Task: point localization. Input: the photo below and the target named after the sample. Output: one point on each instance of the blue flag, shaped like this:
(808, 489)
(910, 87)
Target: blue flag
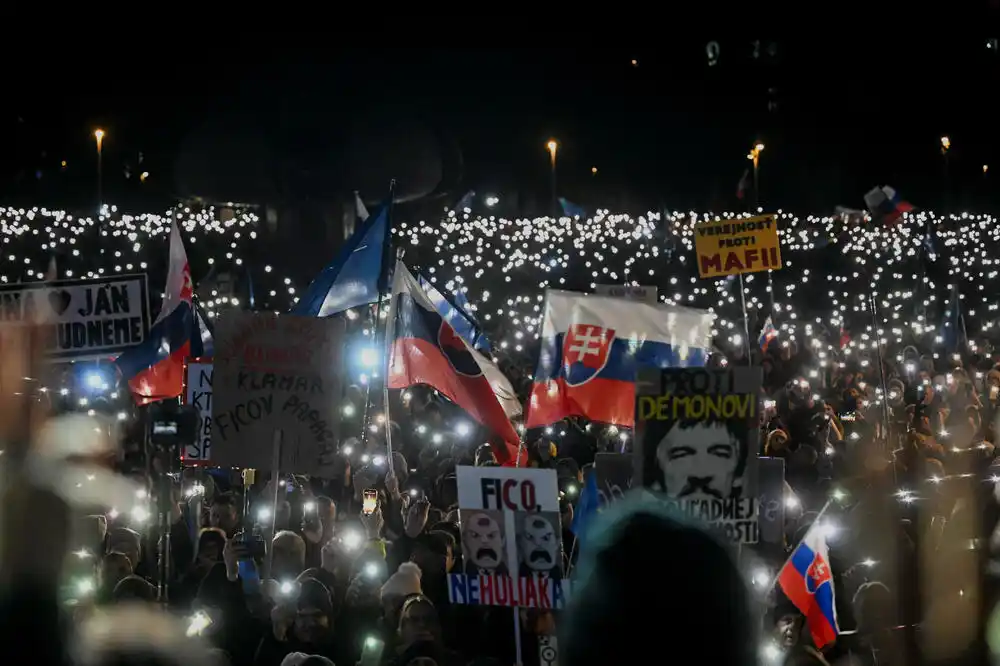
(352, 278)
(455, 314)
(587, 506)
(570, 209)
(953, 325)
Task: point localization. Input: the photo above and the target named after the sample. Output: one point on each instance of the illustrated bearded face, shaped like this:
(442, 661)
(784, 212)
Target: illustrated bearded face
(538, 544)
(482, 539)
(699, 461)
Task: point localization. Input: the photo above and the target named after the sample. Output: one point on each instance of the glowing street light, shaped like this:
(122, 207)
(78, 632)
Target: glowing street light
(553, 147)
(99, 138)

---

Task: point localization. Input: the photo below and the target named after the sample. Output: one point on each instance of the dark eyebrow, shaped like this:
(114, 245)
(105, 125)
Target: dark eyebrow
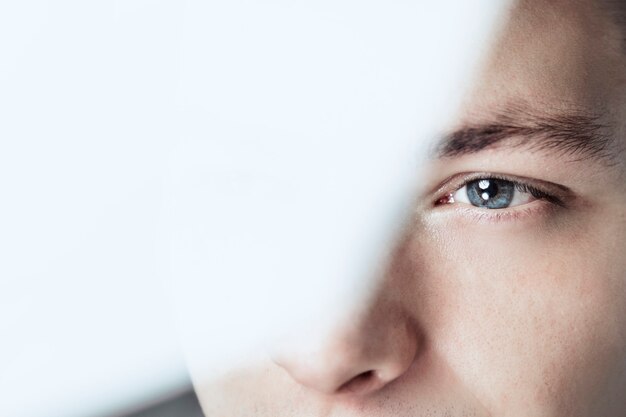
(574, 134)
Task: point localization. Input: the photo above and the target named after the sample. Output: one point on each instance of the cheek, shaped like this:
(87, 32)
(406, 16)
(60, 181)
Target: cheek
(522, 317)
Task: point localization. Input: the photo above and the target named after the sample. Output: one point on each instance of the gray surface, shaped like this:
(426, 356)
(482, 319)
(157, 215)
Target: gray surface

■ **AIM**:
Switch "gray surface" to "tiled surface" in the listing, starting with the line that contains "the cheek, shaped" and going on through the line that contains "Target: gray surface". Give only those lines, with everything else unchanged.

■ **RESPONSE TO THE TASK**:
Task: point localization. Input: the photo above and the target named after the sample. Output: one point on each instance of the cheek, shaped like this:
(87, 32)
(406, 16)
(60, 181)
Target: cheek
(522, 317)
Task: point localization. Input: the photo above and the target named after the sample. Output: one point on each instance of the tiled surface, shaped like this:
(426, 356)
(482, 319)
(157, 215)
Target: tiled surface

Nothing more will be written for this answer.